* _WRITTEN INSTRUCTION_:
Each record below should be repeated precisely as written.

* _TASK INPUT_:
=====
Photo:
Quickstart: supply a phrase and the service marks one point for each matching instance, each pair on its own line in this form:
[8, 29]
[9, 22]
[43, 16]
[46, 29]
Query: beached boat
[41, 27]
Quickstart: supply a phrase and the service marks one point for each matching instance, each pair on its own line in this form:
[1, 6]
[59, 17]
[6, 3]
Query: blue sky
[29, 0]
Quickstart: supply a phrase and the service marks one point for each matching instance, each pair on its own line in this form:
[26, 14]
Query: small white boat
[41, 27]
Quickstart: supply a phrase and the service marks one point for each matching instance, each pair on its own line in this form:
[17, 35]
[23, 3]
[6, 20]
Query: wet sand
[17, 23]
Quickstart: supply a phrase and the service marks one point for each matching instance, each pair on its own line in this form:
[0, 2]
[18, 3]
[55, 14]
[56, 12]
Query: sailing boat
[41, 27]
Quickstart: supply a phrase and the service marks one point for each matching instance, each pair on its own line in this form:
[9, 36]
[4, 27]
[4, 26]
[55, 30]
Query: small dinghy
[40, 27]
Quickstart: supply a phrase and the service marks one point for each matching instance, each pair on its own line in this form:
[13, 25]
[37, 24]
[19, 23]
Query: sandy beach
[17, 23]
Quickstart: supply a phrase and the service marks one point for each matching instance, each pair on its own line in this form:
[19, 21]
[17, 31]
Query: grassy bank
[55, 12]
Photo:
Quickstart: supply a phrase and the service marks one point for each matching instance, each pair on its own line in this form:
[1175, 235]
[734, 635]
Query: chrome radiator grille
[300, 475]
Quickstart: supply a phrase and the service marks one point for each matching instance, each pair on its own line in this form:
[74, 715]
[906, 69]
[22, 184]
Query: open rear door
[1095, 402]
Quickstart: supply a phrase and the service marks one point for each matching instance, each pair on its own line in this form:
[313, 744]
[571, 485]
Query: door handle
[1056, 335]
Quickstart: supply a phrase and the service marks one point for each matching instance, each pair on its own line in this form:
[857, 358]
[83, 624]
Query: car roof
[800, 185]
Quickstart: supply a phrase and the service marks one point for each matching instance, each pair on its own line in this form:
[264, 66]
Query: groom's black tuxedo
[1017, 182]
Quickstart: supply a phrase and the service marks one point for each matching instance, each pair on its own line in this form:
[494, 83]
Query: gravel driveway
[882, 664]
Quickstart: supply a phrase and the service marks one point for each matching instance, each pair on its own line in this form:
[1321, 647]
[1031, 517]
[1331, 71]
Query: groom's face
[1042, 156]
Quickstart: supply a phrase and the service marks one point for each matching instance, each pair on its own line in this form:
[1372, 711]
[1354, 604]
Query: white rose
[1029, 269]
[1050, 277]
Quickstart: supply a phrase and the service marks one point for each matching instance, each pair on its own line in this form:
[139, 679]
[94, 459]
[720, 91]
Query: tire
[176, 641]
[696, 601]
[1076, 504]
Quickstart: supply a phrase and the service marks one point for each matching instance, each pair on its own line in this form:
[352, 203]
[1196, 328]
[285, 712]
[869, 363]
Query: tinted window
=====
* _TASK RESPONSE_:
Photo:
Quickstart: supply a phrase and the service marks one point for each matching instance, each pair on its own line in this form:
[8, 29]
[9, 22]
[43, 16]
[46, 29]
Query: beached boat
[41, 27]
Quickstart: supply a phrase and the service marks one point for each matching instance, each pair on its own line in this form:
[1, 6]
[59, 17]
[6, 3]
Query: blue sky
[29, 0]
Quickstart: supply a phrase and the service marks one point for each matching instance, each pair on its own line in this form:
[26, 14]
Query: small white boat
[41, 27]
Quickstart: supply a phrase and the service marks one point for each matching instance, each pair on its own line in this form:
[17, 35]
[23, 3]
[6, 20]
Query: wet sand
[17, 23]
Quickstart: supply a phrase and the service marks one point for each matching instance, each pair on its own line in this form:
[0, 2]
[18, 3]
[55, 14]
[56, 12]
Query: sailing boat
[41, 27]
Quickstart: supply a phrase and the service marks one point for each matching instance, each pair on its own line in this form:
[9, 36]
[4, 27]
[4, 26]
[55, 30]
Query: small dinghy
[40, 27]
Quickstart: supply a phrase and the service marks one point for each matching instance, each pair on its own line in this form:
[13, 25]
[37, 24]
[19, 23]
Query: sandy beach
[17, 23]
Quickstart: supply a phrase and the service marks one point for each matching instance, each pair on its own line in this form:
[19, 21]
[17, 31]
Query: grassy bank
[55, 12]
Photo:
Quickstart: supply a phrase and the service marks one point for each matching instance, each pair on its own line in this form:
[1175, 235]
[734, 635]
Query: chrome radiator grille
[300, 475]
Quickstart: supply a phrase and the service marks one point for each matching instance, each pair on its own line in this form:
[74, 715]
[906, 69]
[22, 184]
Query: open rear door
[1095, 402]
Quickstart: supply a phrase and the service marks one point for each matching instance, each pair on its own line in this form:
[313, 744]
[571, 485]
Query: door handle
[1056, 335]
Quickstart: supply a phrase and the service marks one point for each matching instance, each pair on its own line in this form:
[857, 358]
[83, 624]
Query: car roof
[800, 185]
Quickstart: supply a phrase and the service marks one point for each matching instance, each pair on its own line in this form:
[264, 66]
Query: groom's black tuxedo
[1017, 182]
Quickstart: supply a phrase and the service marks one point for each matching instance, each pair on its own line in this form:
[494, 83]
Query: gravel driveway
[882, 664]
Quickstart: supply a phrase and the service marks one point for each matching instance, each pair on its own line in this form:
[1321, 647]
[1031, 517]
[1331, 71]
Query: groom's face
[1042, 156]
Quickstart: supply a phrase and the service marks one point for each matching instance, each pair on its own line in this form:
[1372, 711]
[1354, 604]
Query: white rose
[1029, 269]
[1050, 277]
Quickstart: supply a phrase and the service marks one point for each matching instance, each pair on its own line in this form:
[139, 679]
[94, 459]
[720, 91]
Query: tire
[176, 641]
[696, 601]
[1076, 504]
Quickstart: supply a phrase and the service marks one point for each matching instance, each pair on its own line in this form:
[352, 203]
[1196, 328]
[285, 712]
[869, 363]
Query: tinted window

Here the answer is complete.